Jour 5 Dans cette ultime journée il sera question des différentes pathologies auxquelles peuvent être confrontées les colonies. Sur les 29 agents pathogènes qui agressent nos amies, un seul, le varroa, peut être traité avec un médicament. Mais comme le dit Sébastien, on gère le varroa mais on ne peut l’éradiquer. Loque américaine et européenne, mycose, nosémose et fausse teigne finissent de nous refroidir un peu mais nous comprenons également que mieux nous nous occuperons de nos colonies et plus elles auront la capacité d’y résister. Avant de se quitter pour aller mettre en application notre apprentissage nous irons enrucher 2 colonies et disperser les habitantes d’une ruche bourdonneuse.

CONSIGNE 1
Les affirmations suivantes concordent-elles avec le texte sur la formation apicole ? Répondez par oui ou par non, en citant les mots décisifs du texte. (a) Un seul des 29 agents pathogènes peut être traité avec un médicament. (b) Selon Sébastien, il est possible d'éradiquer le varroa. (c) Avant de se séparer, le groupe ira enrucher trois colonies.
CONSIGNE 2
Rédigez en quelques phrases la suite du texte sur la formation apicole, à partir de sa dernière phrase.
La liste qui suit n'a aucun rapport avec le texte.

DONNÉES D'ENTRÉE
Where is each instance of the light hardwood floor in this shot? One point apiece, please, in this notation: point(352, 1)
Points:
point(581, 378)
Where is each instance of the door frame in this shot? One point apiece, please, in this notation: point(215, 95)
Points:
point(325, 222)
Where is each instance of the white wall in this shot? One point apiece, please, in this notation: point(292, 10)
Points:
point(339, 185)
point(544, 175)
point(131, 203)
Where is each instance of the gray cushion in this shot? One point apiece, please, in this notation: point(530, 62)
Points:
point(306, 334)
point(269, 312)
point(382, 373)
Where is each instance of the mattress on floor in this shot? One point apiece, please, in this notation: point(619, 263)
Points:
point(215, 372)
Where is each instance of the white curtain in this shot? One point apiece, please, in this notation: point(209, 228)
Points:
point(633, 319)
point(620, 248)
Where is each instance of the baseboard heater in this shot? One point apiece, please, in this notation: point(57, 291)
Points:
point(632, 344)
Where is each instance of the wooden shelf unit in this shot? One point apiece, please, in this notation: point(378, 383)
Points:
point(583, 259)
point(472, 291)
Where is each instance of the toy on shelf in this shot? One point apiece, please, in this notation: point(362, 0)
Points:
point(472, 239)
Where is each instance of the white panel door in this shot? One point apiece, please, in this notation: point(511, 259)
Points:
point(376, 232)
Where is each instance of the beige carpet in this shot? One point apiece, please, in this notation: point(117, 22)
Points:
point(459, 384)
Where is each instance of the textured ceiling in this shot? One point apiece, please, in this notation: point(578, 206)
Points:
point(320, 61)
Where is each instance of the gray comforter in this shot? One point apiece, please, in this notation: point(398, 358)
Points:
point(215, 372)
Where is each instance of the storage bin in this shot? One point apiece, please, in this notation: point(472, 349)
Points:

RÉPONSE 1
(a) Oui : « un seul, le varroa, peut être traité avec un médicament ».
(b) Non : « on gère le varroa mais on ne peut l’éradiquer ».
(c) Non : « nous irons enrucher 2 colonies ».

RÉPONSE 2
Une semaine riche en émotions et sensations. La découverte d’une organisation sociale et d’une intelligence collective dont nous avons sûrement à apprendre … mais aussi celle d’un animal aussi mystérieux qu’attirant que Michelet qualifiait de « pontife ailé de l’hymen des fleurs ».
*L’abbé Warré a écrit le traité « L’apiculture pour tous » et a donné son nom à un type de ruche encore appelée « ruche populaire ». Frère Adam a créé une race hybride la Buckfast.
nb : je vous recommande ce livre qui vient de sortir : «Une vie pour les abeilles», un échange entre Henri Clément, apiculteur cévenol et porte parlole de l’Union Nationale de l’apiculture française, et le journaliste Philippe Bertrand.